Material supplied:
__________________________________________________
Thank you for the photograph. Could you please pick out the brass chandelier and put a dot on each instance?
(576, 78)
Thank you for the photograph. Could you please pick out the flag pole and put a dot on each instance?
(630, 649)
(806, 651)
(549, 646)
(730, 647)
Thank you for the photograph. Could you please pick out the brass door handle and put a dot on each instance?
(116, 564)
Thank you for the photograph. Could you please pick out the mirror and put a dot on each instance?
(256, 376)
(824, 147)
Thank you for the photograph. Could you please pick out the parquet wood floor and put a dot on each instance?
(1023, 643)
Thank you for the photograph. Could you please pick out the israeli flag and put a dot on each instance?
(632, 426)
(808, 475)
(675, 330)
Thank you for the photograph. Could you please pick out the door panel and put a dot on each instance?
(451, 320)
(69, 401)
__________________________________________________
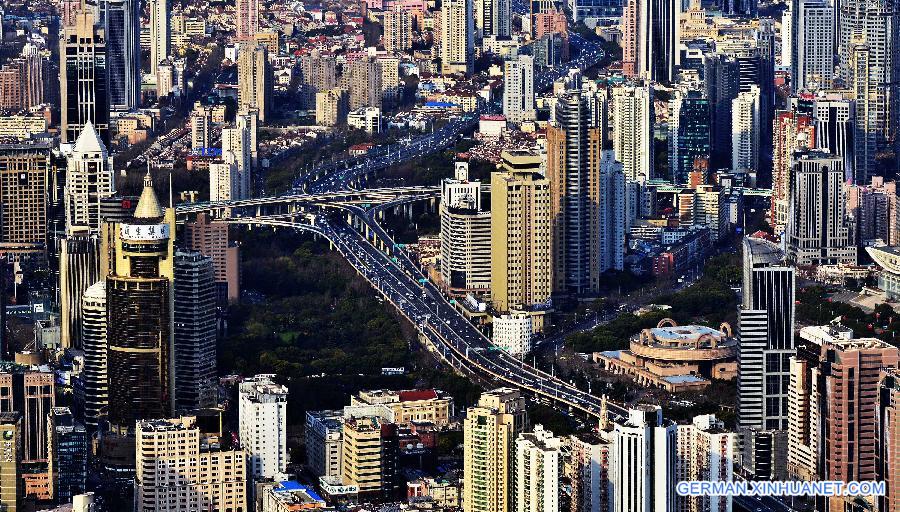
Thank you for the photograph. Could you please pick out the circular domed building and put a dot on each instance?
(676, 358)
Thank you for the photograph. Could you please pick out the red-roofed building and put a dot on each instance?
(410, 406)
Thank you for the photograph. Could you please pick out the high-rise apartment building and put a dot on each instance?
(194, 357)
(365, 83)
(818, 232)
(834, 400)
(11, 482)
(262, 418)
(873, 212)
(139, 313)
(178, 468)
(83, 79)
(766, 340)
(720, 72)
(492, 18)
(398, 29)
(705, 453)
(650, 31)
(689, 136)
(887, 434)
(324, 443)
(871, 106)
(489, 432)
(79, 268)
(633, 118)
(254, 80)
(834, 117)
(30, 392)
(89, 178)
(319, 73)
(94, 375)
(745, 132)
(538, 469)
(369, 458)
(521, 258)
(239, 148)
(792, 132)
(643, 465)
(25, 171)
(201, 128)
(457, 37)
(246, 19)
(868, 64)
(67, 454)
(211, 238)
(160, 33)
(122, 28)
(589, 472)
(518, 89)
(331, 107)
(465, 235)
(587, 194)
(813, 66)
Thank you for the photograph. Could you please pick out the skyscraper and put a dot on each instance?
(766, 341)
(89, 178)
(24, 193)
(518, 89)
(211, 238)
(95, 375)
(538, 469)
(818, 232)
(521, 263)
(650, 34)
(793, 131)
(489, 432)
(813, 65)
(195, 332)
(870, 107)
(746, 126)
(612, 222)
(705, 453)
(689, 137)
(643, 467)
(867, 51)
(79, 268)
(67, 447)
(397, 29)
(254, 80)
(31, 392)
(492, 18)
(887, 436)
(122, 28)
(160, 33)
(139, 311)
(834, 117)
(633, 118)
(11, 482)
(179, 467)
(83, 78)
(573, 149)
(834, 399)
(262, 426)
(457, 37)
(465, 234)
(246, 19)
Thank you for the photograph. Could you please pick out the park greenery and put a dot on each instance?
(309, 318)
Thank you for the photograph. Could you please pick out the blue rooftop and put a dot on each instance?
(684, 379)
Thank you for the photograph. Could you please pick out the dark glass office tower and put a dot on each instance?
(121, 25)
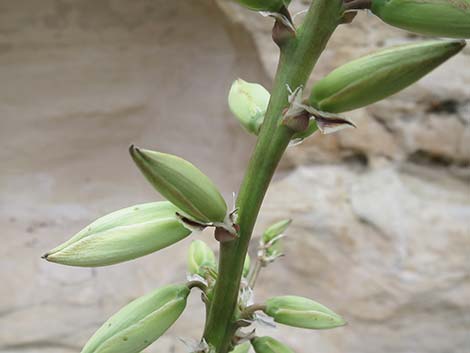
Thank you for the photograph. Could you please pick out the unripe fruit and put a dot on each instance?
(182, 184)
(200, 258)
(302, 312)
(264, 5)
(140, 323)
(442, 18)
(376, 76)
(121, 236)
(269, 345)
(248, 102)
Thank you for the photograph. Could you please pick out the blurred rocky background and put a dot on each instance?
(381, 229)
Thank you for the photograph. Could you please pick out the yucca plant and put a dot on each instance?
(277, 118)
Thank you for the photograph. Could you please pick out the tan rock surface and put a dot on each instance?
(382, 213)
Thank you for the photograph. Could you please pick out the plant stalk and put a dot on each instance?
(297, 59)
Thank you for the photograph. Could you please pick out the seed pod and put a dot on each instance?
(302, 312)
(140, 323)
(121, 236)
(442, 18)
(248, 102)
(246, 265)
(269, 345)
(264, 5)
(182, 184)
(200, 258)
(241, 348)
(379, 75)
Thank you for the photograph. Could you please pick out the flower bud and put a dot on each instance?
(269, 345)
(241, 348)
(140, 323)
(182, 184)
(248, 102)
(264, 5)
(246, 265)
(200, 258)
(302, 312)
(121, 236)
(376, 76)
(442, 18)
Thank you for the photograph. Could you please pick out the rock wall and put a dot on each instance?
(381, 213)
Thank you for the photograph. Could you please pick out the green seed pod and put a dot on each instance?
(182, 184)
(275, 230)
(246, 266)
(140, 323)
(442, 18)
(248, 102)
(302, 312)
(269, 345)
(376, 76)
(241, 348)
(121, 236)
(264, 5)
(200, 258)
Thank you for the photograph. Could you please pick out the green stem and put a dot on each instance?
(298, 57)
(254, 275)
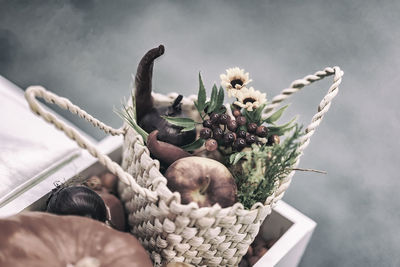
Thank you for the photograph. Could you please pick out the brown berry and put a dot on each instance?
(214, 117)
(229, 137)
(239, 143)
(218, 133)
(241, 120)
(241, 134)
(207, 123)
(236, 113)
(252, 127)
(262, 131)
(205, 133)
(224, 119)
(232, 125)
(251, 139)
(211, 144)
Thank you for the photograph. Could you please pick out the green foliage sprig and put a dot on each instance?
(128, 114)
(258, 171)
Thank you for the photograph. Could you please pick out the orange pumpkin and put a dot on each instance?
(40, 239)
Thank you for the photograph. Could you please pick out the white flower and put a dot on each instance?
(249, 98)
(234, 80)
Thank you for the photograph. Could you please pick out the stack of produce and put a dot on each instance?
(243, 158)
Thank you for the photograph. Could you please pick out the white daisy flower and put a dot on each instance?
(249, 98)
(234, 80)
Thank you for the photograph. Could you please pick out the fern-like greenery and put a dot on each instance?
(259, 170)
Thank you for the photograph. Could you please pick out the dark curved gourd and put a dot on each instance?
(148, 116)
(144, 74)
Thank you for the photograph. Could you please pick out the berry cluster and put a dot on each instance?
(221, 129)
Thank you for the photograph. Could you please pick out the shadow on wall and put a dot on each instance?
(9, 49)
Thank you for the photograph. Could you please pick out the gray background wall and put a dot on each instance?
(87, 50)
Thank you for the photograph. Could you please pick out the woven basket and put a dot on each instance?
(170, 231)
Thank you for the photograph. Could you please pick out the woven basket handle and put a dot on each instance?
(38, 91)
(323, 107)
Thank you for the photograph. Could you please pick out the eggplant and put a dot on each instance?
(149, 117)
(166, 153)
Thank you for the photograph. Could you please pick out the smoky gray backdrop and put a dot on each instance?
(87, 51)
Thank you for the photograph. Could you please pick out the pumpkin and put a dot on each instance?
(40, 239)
__________________________________________________
Which lines above contain the string "basket"? Pull out each of them in full.

Thank you for the photograph. Could you please pick out the woven basket and put a dot on each instance?
Thank you for the photograph. Could you please pick out the woven basket handle and put a dot on each instance?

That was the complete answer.